§ Task prompt: Output the lines below as a JSON list of strings, one string per line, leaving out any blank lines.

§ Record list:
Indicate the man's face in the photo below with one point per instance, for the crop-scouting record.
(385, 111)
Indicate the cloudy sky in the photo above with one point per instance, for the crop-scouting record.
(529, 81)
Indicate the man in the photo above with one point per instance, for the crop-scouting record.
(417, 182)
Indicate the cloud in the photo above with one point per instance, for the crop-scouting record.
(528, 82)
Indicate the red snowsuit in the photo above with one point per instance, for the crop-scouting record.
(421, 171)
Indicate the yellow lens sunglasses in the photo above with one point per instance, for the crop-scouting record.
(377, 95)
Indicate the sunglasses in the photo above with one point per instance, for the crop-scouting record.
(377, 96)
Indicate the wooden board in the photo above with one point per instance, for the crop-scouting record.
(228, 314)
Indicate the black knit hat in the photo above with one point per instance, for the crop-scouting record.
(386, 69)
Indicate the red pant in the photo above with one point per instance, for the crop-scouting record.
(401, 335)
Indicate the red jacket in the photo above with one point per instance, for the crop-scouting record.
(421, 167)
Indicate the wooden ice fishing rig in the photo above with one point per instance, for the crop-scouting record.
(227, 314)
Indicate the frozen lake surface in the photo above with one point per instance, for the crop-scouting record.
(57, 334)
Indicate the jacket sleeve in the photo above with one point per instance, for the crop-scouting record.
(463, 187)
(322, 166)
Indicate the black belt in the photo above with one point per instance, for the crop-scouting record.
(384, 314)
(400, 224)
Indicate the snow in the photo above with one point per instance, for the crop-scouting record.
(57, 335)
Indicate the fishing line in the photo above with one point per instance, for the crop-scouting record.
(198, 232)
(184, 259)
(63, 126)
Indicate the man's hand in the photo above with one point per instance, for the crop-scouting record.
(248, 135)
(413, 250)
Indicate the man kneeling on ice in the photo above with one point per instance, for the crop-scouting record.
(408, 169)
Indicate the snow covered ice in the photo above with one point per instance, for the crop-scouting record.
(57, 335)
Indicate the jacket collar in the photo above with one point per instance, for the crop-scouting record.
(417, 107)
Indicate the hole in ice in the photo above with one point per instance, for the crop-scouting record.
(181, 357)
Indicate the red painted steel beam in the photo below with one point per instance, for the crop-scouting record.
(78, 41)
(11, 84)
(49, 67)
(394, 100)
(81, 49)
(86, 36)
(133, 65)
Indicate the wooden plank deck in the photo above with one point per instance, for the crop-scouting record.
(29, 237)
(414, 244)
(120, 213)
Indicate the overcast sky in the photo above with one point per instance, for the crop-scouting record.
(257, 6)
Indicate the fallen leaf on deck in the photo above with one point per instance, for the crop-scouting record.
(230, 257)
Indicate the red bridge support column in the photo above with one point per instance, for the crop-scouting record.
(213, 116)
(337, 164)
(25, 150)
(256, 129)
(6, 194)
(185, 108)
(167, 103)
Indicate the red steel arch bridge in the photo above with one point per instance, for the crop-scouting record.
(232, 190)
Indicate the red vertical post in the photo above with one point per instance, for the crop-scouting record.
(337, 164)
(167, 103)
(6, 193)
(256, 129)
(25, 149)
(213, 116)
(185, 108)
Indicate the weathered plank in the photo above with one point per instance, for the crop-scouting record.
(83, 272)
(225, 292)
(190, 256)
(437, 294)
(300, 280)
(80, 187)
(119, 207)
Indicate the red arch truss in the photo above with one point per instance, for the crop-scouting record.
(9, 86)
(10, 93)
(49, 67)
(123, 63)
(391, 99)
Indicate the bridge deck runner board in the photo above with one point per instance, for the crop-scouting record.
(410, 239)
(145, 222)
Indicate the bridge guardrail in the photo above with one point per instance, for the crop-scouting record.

§ Solved exercise:
[
  "Indicate the man's face in the photo below with one point per instance, for the crop-scouting record.",
  "(385, 111)",
  "Indicate the cloudy sky in the photo above with one point per instance, for the crop-scouting record.",
  "(529, 81)",
  "Indicate the man in the photo above with one point per instance, for the crop-scouting record.",
  "(417, 182)",
  "Indicate the cloud in the photo above with one point per instance, for the crop-scouting record.",
  "(528, 82)",
  "Indicate the red snowsuit in the photo above with one point per instance, for the crop-scouting record.",
  "(421, 171)",
  "Indicate the yellow lens sunglasses in the photo above with one point per instance, for the crop-scouting record.",
  "(377, 95)",
  "Indicate the sunglasses in the photo above with one point per instance, for the crop-scouting record.",
  "(377, 96)",
  "Indicate the wooden board in the photo above with one point per instance, for the crop-scouting record.",
  "(228, 314)",
  "Indicate the black knit hat in the photo above with one point per instance, for the crop-scouting record.",
  "(386, 69)",
  "Indicate the red pant in the photo above with one point per instance, for the crop-scouting record.",
  "(401, 335)",
  "Indicate the red jacket in the photo above with one point per instance, for the crop-scouting record.",
  "(421, 167)",
  "Indicate the wooden ice fishing rig in the photo above with one point per instance, for the crop-scouting record.",
  "(227, 314)",
  "Indicate the frozen lake surface in the photo above with one point per instance, for the crop-scouting record.",
  "(57, 334)",
  "Indicate the jacket sleeve in the photo above with one point per instance, for the crop-scouting record.",
  "(463, 187)",
  "(322, 166)",
  "Indicate the black belt in the photo above with one point per instance, for the crop-scouting record.",
  "(384, 314)",
  "(400, 224)",
  "Indicate the snow in the photo above with one point per instance, for the crop-scouting record.",
  "(57, 335)",
  "Indicate the fishing line in the photo above with one point per instance, for the crop-scouting record.",
  "(198, 232)",
  "(184, 259)",
  "(63, 126)",
  "Indicate the man's hand in the photo above with one point per instance, for the crop-scouting record.",
  "(248, 135)",
  "(413, 250)",
  "Indicate the man kneeling on ice in the photo above with one point per instance, for the crop-scouting record.",
  "(408, 169)",
  "Indicate the snow covered ice in the photo above with one point per instance, for the crop-scouting record.",
  "(57, 335)",
  "Indicate the jacket collar in the photo above with one point per instance, for the crop-scouting record.",
  "(417, 107)",
  "Indicate the hole in ice in the photo above with one point per instance, for the crop-scouting record.",
  "(181, 357)",
  "Indicate the red painted steel beam in the photo below with one point per instance, for the crop-scouting record.",
  "(78, 41)",
  "(11, 84)",
  "(49, 67)",
  "(394, 100)",
  "(81, 49)",
  "(86, 36)",
  "(133, 65)",
  "Indicate the wooden plank deck in the photo above with one point per instance, for the crop-scouting record.",
  "(29, 237)",
  "(414, 244)",
  "(120, 213)",
  "Indicate the overcast sky in the photo above with one point per instance, for the crop-scouting record.",
  "(257, 6)",
  "Indicate the fallen leaf on deck in the photo above with one point per instance, for the crop-scouting record.",
  "(230, 257)",
  "Indicate the red bridge support column in the photo above with one point per instance, for the crop-scouting record.",
  "(213, 116)",
  "(337, 164)",
  "(25, 150)",
  "(256, 129)",
  "(6, 194)",
  "(185, 108)",
  "(167, 103)",
  "Indicate the red steel arch bridge in the photo above with one point per instance, for the crop-scouting record.",
  "(232, 190)",
  "Indicate the red vertical post in the photo above with one point per instance, for the crop-scouting record.",
  "(337, 164)",
  "(167, 103)",
  "(6, 193)",
  "(256, 129)",
  "(25, 149)",
  "(213, 116)",
  "(185, 108)",
  "Indicate the weathered plank in the photo above with one point per instance, for the crop-scouting record.",
  "(83, 272)",
  "(225, 292)",
  "(190, 256)",
  "(437, 294)",
  "(300, 280)",
  "(80, 187)",
  "(119, 207)",
  "Indicate the red arch truss in the photo above with one point per instance, for the crop-scouting record.",
  "(9, 86)",
  "(10, 93)",
  "(49, 67)",
  "(123, 63)",
  "(391, 99)",
  "Indicate the bridge deck runner board in the photo above with one point per instance, for the crop-scouting record.",
  "(410, 239)",
  "(145, 222)",
  "Indicate the bridge guardrail in the photo above with one point per instance, for the crop-scouting record."
]